Could you transcribe every line of the data below word for word, leaving the pictures out of your answer?
######
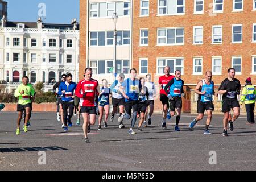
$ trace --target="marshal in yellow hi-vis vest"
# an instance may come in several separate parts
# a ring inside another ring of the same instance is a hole
[[[255,102],[256,98],[256,89],[254,86],[247,85],[243,88],[240,98],[240,104],[245,101],[245,104]]]

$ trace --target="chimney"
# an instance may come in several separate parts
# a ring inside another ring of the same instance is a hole
[[[42,21],[41,20],[41,17],[38,18],[36,23],[37,23],[38,29],[42,29]]]

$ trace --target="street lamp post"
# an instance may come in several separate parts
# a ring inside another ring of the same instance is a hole
[[[112,16],[112,19],[114,22],[114,60],[113,60],[113,72],[115,74],[115,61],[117,60],[117,21],[118,16],[117,16],[117,13],[114,12]]]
######
● ANSWER:
$ trace --target="marshal in yellow hi-vis vest"
# an instance may come in several separate parts
# a ring inside another ring of the same instance is a hole
[[[255,102],[256,98],[256,89],[254,86],[247,85],[243,88],[240,98],[240,104],[245,101],[245,104]]]

$ trace --target="chimney"
# an instance may come in several separate parts
# a ring inside another ring of the same instance is a hole
[[[42,21],[41,20],[41,17],[38,18],[36,23],[37,23],[38,29],[42,29]]]

$ trace --target="street lamp post"
# an instance may come in several separate parts
# a ring inside another ring of the same instance is a hole
[[[112,16],[112,19],[114,22],[114,60],[113,60],[113,72],[115,74],[115,61],[117,60],[117,21],[118,16],[117,16],[117,13],[114,12]]]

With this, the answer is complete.